→ JOB A
Decide whether each of statements (i), (ii), and (iii) agrees with the piece on buying jobs with borrowed money. For each, answer yes or no and quote the deciding words of that piece. (i) The deficits for 2010 and 2011 add up to $3 trillion. (ii) Congress approved the Obama budget for 2012 to 2022. (iii) U.S. business taxes are described as the lowest in the world.

Buying Jobs with Borrowed Money

Does borrowing and printing money to create jobs make sense? While it sounds like a simple question, the answer is not so simple. Let’s begin by looking at the job impacts of the 2010 and 2011 deficits, the Federal Reserve’s “money printing“ quantitative easing, and the proposed budget for 2012 to 2022 recently released by the Obama administration.

The deficits for 2010 and 2011 total $3 trillion. The Federal Reserve “money printed” was many trillions more starting in 2009. Average wages for jobholders in the U.S. last year was about $50,000. Assuming a minimum total borrowed and printed money of $5 trillion this is enough money to give $50,000 to 100 million citizens. Most of the money went to government deficits and corporate bailouts to avoid bankruptcies. Yet only 3 million jobs were created in these two years, and perhaps a few million jobs were saved by the bailouts.

The 10-year Obama 2012-2022 budget estimate shows a debt increase of $3 — $7 trillion over 10-years dependent upon assumptions. This budget assumes rapid growth, takes credit for already approved spending reductions, and increases taxes over those in 2011. Personal income taxes increase 161%, corporation taxes increase 154%, social insurance taxes increase and 86%. History shows average wages and benefits have risen about 50% per decade since 1940; thus, all who have jobs will pay considerably more taxes than what they will receive in wage increases. Fortunately, both the House and Senate have rejected this budget.

Meanwhile, both parties regurgitate their political rhetoric while neither party’s “solution” is enough by itself. Big spending cuts will require major entitlement changes since, simply, the rich are not rich enough to cover the deficit, and U.S. business taxes are the highest in the world. Entitlements, taxes, and many other major systems will require serious restructuring in order to transition to long-term solutions. The accumulating debts place a big burden on our younger citizens, particularly those under the age of twenty-five. Unfortunately, most of these young people able to vote are susceptible to political rhetoric received via Facebook news-feeds and YouTube sound bites that tells them what they want to hear. Most in this young population do not have a clue of how they are being impacted.

Next, we wonder, what happens if we allow career politicians to continue “borrowing and printing?” A rising debt burden (verses GDP) will ultimately result in debt holders demanding higher interest rates and lead to hyperinflation for all of us. Printing money to pay our debts, keep interest rates low, and cover government borrowing may help fix some short-term problems, but it also makes every dollar earned less valuable in the long-term. Buying jobs with borrowed or printed dollars kills new jobs and lowers everyone’s standard of living.

→ INFORMATION SHOWN
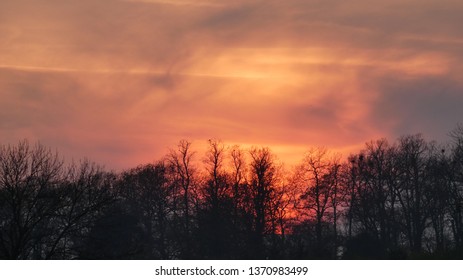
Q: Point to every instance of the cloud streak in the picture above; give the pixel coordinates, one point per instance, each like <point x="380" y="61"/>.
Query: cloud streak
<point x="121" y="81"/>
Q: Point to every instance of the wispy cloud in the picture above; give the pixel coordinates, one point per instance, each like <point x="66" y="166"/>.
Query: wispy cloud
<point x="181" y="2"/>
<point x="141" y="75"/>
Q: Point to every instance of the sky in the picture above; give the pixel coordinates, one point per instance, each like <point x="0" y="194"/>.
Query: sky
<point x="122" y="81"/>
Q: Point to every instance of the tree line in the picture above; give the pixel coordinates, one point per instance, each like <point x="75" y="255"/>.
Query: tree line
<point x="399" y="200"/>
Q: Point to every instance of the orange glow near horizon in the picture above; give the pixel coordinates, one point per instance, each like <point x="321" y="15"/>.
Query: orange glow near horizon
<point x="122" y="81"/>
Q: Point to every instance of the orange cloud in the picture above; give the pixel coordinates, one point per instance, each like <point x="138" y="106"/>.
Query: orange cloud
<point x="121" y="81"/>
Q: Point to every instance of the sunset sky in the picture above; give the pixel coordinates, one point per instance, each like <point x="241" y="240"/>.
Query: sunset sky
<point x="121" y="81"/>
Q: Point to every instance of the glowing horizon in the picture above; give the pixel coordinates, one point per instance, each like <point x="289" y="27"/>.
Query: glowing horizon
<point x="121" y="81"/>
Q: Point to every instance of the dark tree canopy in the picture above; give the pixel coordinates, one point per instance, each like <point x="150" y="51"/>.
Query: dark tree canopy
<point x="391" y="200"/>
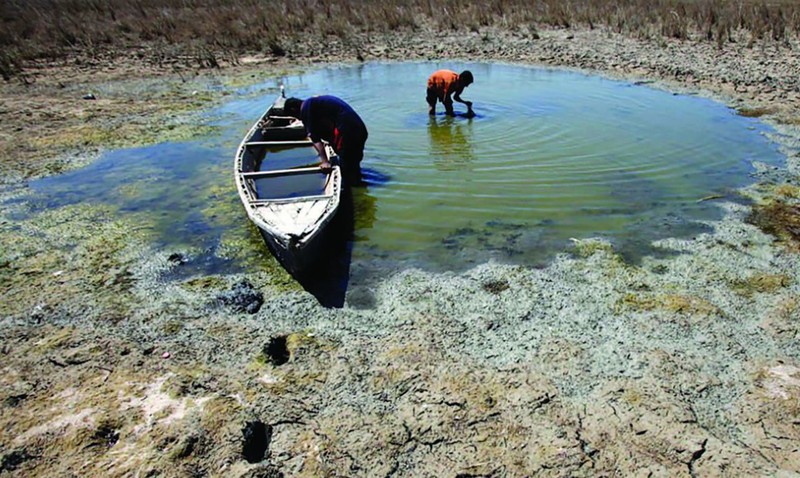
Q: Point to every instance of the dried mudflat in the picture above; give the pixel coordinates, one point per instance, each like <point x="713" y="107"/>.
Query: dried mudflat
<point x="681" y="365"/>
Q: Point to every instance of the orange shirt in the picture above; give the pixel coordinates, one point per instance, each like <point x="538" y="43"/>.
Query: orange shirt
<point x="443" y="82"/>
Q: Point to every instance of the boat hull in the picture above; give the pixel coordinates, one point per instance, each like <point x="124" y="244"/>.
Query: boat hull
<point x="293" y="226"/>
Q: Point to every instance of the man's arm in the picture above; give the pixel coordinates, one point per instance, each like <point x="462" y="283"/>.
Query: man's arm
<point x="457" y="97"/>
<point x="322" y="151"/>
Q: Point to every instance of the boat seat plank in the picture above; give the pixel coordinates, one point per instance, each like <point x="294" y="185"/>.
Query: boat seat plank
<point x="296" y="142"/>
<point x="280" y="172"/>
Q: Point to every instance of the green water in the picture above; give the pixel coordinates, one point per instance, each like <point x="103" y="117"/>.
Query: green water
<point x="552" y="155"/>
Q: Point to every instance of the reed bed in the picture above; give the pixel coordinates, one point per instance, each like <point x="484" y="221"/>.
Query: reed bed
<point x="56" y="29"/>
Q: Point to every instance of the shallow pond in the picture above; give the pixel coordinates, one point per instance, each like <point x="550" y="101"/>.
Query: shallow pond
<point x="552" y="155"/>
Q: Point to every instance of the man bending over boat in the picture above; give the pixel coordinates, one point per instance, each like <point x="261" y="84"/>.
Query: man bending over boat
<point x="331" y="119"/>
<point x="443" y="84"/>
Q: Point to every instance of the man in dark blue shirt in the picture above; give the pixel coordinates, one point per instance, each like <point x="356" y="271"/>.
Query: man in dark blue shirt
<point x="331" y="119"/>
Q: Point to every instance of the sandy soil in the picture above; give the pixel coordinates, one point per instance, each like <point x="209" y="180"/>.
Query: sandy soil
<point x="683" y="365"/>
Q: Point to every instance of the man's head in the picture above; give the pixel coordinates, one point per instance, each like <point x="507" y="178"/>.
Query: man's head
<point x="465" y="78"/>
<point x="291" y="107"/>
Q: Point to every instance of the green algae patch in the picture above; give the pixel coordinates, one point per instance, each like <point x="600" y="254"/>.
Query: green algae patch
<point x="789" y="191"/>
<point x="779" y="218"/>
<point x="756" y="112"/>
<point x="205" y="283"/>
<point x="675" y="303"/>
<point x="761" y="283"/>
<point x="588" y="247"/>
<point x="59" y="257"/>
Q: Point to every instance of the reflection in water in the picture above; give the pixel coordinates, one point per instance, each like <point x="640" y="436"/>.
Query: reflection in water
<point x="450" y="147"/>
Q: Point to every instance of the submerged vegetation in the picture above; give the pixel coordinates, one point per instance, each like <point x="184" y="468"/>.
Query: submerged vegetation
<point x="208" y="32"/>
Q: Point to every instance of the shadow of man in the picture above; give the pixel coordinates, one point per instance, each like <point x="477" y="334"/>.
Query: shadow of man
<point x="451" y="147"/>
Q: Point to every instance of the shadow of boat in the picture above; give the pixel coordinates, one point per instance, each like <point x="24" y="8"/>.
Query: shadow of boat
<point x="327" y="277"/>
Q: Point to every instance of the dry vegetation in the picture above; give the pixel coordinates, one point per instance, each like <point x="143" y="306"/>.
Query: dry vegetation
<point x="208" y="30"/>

* * *

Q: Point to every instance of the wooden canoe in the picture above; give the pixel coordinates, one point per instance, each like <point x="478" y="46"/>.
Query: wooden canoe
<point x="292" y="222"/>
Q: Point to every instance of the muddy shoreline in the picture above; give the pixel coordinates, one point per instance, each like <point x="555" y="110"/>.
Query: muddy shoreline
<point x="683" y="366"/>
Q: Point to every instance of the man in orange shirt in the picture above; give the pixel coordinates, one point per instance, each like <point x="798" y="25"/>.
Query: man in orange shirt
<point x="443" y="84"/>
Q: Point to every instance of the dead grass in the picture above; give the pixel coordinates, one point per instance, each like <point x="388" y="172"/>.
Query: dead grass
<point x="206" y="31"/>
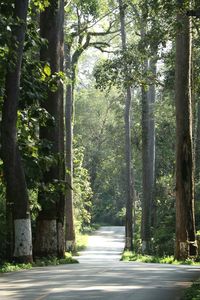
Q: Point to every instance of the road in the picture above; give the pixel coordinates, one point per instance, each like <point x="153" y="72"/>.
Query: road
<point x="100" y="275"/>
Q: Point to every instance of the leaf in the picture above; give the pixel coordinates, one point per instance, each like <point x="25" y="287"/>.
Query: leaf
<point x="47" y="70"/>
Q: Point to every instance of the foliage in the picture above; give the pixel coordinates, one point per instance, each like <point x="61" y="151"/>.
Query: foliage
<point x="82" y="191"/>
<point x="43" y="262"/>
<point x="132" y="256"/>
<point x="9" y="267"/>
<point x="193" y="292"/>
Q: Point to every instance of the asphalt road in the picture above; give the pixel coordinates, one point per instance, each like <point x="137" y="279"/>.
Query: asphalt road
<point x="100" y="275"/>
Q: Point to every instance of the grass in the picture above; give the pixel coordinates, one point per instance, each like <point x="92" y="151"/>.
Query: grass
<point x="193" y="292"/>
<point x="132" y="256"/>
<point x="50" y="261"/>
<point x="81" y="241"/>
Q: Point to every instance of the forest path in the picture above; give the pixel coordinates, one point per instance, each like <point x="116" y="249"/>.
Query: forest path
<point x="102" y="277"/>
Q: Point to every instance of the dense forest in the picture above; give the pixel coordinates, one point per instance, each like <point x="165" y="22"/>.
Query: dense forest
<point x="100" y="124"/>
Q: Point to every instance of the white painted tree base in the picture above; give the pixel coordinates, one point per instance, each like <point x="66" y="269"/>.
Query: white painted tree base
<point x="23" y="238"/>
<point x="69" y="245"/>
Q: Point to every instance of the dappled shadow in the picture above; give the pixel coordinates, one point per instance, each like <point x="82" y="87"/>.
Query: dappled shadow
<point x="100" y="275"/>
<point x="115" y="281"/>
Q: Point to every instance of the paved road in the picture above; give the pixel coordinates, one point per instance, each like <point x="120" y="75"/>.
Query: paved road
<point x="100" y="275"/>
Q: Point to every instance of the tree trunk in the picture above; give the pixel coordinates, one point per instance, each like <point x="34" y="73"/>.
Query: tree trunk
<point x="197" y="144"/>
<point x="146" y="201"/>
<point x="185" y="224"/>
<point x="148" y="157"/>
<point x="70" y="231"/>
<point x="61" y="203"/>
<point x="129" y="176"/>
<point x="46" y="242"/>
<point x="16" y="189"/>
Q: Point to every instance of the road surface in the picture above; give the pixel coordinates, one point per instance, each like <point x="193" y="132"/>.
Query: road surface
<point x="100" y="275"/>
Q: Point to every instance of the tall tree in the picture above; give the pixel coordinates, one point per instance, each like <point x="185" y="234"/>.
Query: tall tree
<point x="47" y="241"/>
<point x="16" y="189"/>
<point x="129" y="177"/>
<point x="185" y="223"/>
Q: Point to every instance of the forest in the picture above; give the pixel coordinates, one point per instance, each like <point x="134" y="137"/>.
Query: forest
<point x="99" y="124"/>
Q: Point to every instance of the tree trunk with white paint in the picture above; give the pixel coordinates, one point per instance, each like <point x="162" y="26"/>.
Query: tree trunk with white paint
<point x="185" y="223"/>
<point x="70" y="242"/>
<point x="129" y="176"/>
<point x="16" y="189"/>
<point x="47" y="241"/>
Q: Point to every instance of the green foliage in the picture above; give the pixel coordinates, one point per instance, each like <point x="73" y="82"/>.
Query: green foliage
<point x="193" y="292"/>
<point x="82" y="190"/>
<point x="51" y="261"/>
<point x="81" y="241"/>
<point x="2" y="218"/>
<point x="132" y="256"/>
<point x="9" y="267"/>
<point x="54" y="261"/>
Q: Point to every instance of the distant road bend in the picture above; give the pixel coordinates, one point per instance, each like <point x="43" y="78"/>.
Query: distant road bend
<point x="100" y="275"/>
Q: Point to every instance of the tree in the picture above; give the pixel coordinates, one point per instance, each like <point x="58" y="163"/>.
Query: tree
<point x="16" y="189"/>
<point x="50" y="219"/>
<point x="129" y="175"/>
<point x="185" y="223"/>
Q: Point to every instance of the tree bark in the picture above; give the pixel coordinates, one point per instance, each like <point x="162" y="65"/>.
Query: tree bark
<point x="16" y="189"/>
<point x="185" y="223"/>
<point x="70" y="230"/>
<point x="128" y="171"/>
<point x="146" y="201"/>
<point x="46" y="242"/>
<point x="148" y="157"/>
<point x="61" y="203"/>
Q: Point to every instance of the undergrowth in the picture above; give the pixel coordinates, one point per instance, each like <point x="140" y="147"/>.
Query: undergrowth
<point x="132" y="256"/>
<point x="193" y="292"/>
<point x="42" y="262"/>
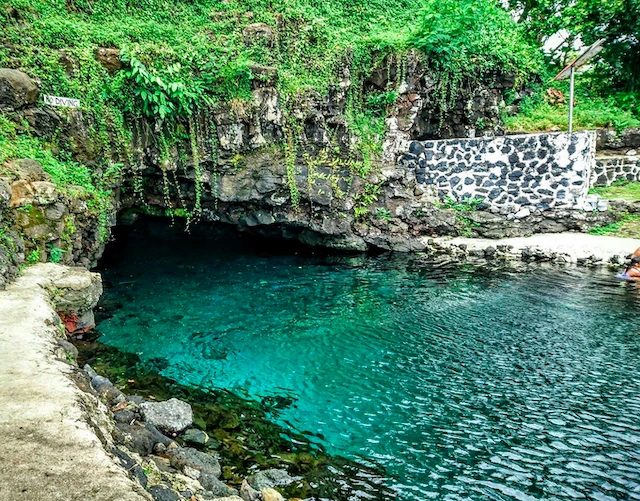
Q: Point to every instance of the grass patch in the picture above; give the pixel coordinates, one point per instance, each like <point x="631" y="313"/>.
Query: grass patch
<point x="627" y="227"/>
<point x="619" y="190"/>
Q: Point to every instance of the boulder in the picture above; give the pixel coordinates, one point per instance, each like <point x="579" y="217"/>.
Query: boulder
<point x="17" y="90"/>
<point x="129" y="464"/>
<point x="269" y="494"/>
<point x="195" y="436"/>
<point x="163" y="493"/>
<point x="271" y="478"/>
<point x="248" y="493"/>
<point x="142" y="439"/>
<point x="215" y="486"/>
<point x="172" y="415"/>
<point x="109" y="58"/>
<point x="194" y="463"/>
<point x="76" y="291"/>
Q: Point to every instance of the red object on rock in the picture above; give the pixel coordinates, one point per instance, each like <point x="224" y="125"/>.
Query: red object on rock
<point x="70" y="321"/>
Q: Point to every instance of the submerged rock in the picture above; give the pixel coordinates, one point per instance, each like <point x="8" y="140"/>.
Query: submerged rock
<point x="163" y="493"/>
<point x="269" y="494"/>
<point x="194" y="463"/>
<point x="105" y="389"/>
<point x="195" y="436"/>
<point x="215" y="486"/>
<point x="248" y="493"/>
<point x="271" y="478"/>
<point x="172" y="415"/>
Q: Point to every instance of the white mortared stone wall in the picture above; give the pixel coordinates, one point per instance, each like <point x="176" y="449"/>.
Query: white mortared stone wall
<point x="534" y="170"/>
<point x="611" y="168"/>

→ JOB B
Pick out every line of the records that contains the string "seat".

→ TASK RESPONSE A
(i) Yes: "The deficits for 2010 and 2011 total $3 trillion."
(ii) No: "Fortunately, both the House and Senate have rejected this budget."
(iii) No: "U.S. business taxes are the highest in the world."

→ TASK RESPONSE B
Q: Point to every instance of the boat seat plank in the picture above; give the pixel coordinates, one point per instance, each like <point x="294" y="185"/>.
Query: boat seat plank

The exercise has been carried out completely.